#### Work required:
Give all of the lines again, with nothing added or dropped.

#### Listing:

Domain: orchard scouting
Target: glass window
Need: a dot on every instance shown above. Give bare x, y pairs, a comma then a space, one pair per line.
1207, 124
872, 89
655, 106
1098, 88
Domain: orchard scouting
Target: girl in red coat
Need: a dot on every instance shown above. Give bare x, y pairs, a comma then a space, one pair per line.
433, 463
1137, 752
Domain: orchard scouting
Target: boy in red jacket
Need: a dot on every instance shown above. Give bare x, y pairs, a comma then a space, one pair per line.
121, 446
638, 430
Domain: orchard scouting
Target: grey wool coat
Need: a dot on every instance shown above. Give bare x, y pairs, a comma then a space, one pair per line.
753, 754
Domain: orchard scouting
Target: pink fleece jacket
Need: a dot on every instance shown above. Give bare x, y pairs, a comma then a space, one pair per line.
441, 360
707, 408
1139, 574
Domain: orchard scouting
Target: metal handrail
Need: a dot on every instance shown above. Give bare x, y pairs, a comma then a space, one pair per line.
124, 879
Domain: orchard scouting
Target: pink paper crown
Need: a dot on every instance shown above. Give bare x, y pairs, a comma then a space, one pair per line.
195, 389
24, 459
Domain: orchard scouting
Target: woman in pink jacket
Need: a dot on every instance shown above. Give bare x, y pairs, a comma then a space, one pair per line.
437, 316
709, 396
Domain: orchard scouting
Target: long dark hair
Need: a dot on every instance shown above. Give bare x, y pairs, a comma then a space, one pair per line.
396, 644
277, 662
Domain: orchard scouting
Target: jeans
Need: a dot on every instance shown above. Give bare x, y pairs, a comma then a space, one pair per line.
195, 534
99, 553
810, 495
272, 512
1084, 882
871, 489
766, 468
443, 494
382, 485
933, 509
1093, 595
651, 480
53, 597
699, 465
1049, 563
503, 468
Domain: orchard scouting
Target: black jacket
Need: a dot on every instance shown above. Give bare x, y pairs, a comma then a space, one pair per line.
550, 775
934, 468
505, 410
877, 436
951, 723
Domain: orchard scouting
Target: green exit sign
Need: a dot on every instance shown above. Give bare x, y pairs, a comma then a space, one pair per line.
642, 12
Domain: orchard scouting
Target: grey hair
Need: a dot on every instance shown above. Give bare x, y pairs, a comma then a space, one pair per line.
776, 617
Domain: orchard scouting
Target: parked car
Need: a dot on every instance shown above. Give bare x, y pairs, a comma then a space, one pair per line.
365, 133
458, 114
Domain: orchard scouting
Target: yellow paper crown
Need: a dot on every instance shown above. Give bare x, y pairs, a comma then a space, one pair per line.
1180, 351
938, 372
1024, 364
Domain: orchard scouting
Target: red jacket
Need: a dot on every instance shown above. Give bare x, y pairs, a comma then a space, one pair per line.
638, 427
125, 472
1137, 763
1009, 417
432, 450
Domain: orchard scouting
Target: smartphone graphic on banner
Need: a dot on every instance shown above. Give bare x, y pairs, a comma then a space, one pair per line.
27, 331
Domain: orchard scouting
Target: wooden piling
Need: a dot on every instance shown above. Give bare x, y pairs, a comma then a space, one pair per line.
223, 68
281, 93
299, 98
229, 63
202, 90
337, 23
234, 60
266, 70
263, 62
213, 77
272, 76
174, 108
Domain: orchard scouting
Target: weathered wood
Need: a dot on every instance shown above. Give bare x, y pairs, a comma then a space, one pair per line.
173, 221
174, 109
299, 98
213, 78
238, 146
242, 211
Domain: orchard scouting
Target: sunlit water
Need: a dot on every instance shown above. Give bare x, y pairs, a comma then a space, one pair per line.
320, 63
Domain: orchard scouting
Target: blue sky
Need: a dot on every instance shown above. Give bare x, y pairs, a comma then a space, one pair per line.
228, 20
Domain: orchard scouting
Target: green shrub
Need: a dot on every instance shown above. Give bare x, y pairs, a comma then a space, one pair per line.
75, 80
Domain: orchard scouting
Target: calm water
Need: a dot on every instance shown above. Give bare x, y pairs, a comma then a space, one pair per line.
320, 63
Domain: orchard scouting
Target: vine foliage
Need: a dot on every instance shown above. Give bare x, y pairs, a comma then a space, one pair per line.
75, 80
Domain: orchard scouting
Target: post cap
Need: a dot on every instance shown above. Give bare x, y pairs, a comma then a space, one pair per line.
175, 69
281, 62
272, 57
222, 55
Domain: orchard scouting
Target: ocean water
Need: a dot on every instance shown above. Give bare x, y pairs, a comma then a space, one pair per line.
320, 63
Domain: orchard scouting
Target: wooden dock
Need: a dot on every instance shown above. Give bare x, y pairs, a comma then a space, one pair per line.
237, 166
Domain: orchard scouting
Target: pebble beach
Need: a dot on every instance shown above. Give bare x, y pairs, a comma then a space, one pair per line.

#### Finished answer:
Domain: orchard scouting
Target: glass window
Need: a dot on every instance shown above. Give bare x, y pairs, a comma then a space, one pair per line.
1207, 124
872, 89
655, 106
1098, 88
Domain: orchard scouting
Target: girl in red coat
Need: a dot on every instance shown above. Give bare x, y pairs, a comma then a space, one pair per line.
433, 463
1137, 752
Domain: orchard scouting
Target: boy in red jacket
Need: a dot on every instance shown above. Give bare x, y pairs, a comma then a space, one pair per line.
121, 446
638, 430
Domain: orchard scouting
Target: grey wool coat
Need: a dot on every instance shown above. Give bare x, y pairs, a comma then a space, one pair per line.
753, 754
Domain: orchard scouting
Target: pink fleece jacket
Need: a dot on every instance shown above. Give bare x, y pairs, a comma then a space, one pair per line.
441, 360
707, 408
1139, 574
Domain: orchard scouting
Target: metal handrail
Need: a dot on every instance shown above. Give bare x, y pairs, a comma then a space, one pair per line.
124, 879
Domain: orchard scouting
Target: pink paper crown
Need: a dot on every instance shown above. Give bare x, y pairs, a comma then a space, one pair per line.
195, 389
24, 459
Domain: orchard scouting
Target: woman in pink jacket
Need: a dot on every instance shown above. Give bare x, y pairs, a comma then a space, one pair per line.
437, 316
709, 396
Domain: orchard scouting
Target: long dark hair
Need: a dot on every instance shown above. Give bare x, y pairs, a comma then a space, one pair per line.
396, 644
277, 662
Domain: orchard scouting
Target: jeans
Need: a dot on every instance shown above. Give bare x, y pairs, a comma then a space, one pair per line.
195, 534
99, 553
810, 495
272, 512
1084, 882
871, 489
766, 468
443, 494
382, 485
933, 509
1093, 595
651, 480
53, 597
699, 465
1049, 563
503, 468
Domain: orchard scouting
Target: black jacket
Need: a dot on every instance shown above. Give bare x, y pairs, a comma then a space, one pair per line.
550, 775
934, 468
505, 410
877, 436
951, 723
Domain: orchard scouting
Target: green exit sign
Need: a dot on every instance shown above. Give bare x, y pairs, a comma then a space, one pair per line.
642, 12
Domain: orchard scouting
Target: grey hair
Need: a dot on every instance shown above. Give bare x, y pairs, a comma then a space, one pair per line.
776, 617
Domain: orchard scouting
Target: parked car
Need: a dot on every instance shown above. Give bare x, y pairs, a comma then a space, one pair per line.
365, 133
458, 114
Domain: orchard scouting
Target: yellow paper crown
Need: a dot on every instance shown above. Give bare x, y pairs, a comma then a space, one pair per line.
1180, 351
938, 372
1024, 364
Domain: orchard scouting
Target: red jacket
Need: a dot on every instance shown above. Give bare x, y pairs, a comma then a space, one pair per line.
638, 427
125, 472
1137, 763
1009, 417
432, 450
Domain: orchard scouting
Target: smartphone graphic on banner
Need: a dot on every instance shown above. Give bare x, y pairs, a comma then a space, one pair per line.
27, 331
Domain: orchard scouting
Target: wooden piling
Need: a dot on every instance shown above. Give bare x, y pairs, a comma then a space, one pair per line.
223, 68
281, 93
299, 98
229, 63
202, 90
337, 23
234, 60
266, 70
263, 62
213, 77
272, 76
174, 108
Domain: orchard scouting
Target: weathered wood
Need: a dot on every instance shown above. Give bare x, y pairs, a comma then a space, one pair per line.
173, 221
174, 109
299, 98
213, 78
238, 146
242, 211
Domain: orchard scouting
Target: sunlit water
Need: a dot on every instance shown above. Give bare x, y pairs, a comma then a space, one pair per line.
320, 63
Domain: orchard scouting
Target: blue sky
Need: a dot on every instance shown above. Give bare x, y pairs, a comma then a space, one pair per line.
228, 20
Domain: orchard scouting
Target: green shrub
Need: a dot on every instance shown above. Give bare x, y pairs, a comma then a space, one pair per line.
75, 80
Domain: orchard scouting
Target: calm water
Need: a dot on every instance shown above. Give bare x, y pairs, a comma then a space, one pair per line.
320, 63
Domain: orchard scouting
Target: vine foliage
Need: a dot on every instance shown above. Give bare x, y pairs, a comma then a space, one pair per line.
75, 80
Domain: orchard scouting
Target: post cap
Need: a dot on every instance shown above. Give bare x, y pairs, a comma then a space, one pair per line.
175, 69
281, 62
272, 57
222, 55
Domain: orchard scouting
Target: ocean water
Need: a dot on every instance shown above. Give bare x, y pairs, a comma then a space, one pair per line.
320, 63
Domain: orchard scouting
Target: wooden dock
Need: a dot on every instance shown above. Give bare x, y pairs, a comma then a space, one pair per line.
237, 166
Domain: orchard scouting
Target: pebble beach
Need: a dot on every instance shown above. Give bare x, y pairs, a comma then a space, one pair per line.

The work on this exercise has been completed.